SET EXERCISE =>
Can you print every line of the listing below unchanged?

(Annotated coordinate records)
━━━━━━━━━━━━━━━━━━━━

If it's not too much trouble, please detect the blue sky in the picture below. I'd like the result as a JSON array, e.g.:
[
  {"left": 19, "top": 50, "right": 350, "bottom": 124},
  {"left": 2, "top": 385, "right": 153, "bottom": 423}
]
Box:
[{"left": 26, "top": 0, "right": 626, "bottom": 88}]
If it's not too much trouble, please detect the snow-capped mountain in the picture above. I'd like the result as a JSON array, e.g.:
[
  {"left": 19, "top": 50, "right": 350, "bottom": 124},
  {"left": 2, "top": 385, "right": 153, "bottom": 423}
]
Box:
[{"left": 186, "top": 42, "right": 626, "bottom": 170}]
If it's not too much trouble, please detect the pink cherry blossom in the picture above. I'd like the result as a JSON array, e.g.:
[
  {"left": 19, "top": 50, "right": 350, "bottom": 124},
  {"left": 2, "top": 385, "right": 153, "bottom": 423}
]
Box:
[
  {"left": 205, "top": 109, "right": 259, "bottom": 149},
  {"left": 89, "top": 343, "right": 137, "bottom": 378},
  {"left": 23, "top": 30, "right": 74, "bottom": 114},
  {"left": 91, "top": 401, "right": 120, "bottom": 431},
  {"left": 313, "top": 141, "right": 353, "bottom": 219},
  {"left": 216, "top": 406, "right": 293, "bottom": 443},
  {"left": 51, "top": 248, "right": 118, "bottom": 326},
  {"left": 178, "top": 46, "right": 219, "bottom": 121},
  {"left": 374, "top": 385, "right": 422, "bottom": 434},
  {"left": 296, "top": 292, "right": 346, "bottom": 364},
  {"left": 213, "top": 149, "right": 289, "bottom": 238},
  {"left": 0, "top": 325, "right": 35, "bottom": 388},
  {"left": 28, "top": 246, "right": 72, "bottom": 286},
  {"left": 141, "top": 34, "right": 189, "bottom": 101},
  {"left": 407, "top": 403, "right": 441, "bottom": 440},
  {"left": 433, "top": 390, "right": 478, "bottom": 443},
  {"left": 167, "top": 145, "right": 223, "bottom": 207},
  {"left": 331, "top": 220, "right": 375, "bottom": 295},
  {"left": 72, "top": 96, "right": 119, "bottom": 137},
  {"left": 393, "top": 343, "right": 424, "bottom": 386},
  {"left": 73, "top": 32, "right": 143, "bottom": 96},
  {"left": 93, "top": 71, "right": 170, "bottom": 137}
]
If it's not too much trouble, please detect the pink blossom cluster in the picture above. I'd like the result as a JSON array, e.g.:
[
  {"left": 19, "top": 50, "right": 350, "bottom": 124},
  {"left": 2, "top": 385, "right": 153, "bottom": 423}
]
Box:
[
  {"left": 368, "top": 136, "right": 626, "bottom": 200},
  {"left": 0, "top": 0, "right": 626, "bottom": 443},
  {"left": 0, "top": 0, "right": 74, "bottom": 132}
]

━━━━━━━━━━━━━━━━━━━━

RESPONSE TO THE TASK =>
If it's not too much trouble, please detect the blue sky in the picture below. I'd like the result as a JSON array, e.g.:
[
  {"left": 19, "top": 50, "right": 350, "bottom": 124},
  {"left": 2, "top": 385, "right": 153, "bottom": 423}
]
Box:
[{"left": 26, "top": 0, "right": 626, "bottom": 88}]
If it's not too much trouble, please detect the snow-capped mountain in the picture above. I'd like the result as a JSON array, e.g.:
[
  {"left": 19, "top": 50, "right": 350, "bottom": 124},
  {"left": 2, "top": 385, "right": 153, "bottom": 423}
]
Box:
[{"left": 186, "top": 42, "right": 626, "bottom": 170}]
If it's not too much trouble, please detect the pink cherry blossom in the picture above. I'd like the result as a JSON array, e.g.:
[
  {"left": 19, "top": 50, "right": 350, "bottom": 124},
  {"left": 2, "top": 385, "right": 153, "bottom": 423}
]
Box:
[
  {"left": 205, "top": 109, "right": 259, "bottom": 149},
  {"left": 89, "top": 343, "right": 137, "bottom": 378},
  {"left": 23, "top": 30, "right": 74, "bottom": 114},
  {"left": 91, "top": 401, "right": 120, "bottom": 431},
  {"left": 313, "top": 141, "right": 353, "bottom": 219},
  {"left": 216, "top": 406, "right": 293, "bottom": 443},
  {"left": 51, "top": 248, "right": 118, "bottom": 326},
  {"left": 178, "top": 46, "right": 219, "bottom": 121},
  {"left": 374, "top": 385, "right": 422, "bottom": 434},
  {"left": 296, "top": 292, "right": 346, "bottom": 364},
  {"left": 213, "top": 149, "right": 289, "bottom": 238},
  {"left": 0, "top": 325, "right": 35, "bottom": 388},
  {"left": 28, "top": 246, "right": 72, "bottom": 286},
  {"left": 141, "top": 34, "right": 189, "bottom": 101},
  {"left": 407, "top": 403, "right": 441, "bottom": 440},
  {"left": 433, "top": 390, "right": 478, "bottom": 443},
  {"left": 167, "top": 145, "right": 223, "bottom": 207},
  {"left": 331, "top": 220, "right": 375, "bottom": 295},
  {"left": 72, "top": 96, "right": 119, "bottom": 137},
  {"left": 393, "top": 343, "right": 424, "bottom": 386},
  {"left": 73, "top": 32, "right": 143, "bottom": 96},
  {"left": 93, "top": 71, "right": 170, "bottom": 137}
]
If it's not too much trouble, please detect the pink blossom cluster in the picture above. I'd like the result as a JSON array, e.g.:
[
  {"left": 19, "top": 50, "right": 350, "bottom": 124},
  {"left": 2, "top": 385, "right": 153, "bottom": 423}
]
Box:
[
  {"left": 368, "top": 136, "right": 626, "bottom": 200},
  {"left": 0, "top": 0, "right": 626, "bottom": 443},
  {"left": 0, "top": 0, "right": 74, "bottom": 132}
]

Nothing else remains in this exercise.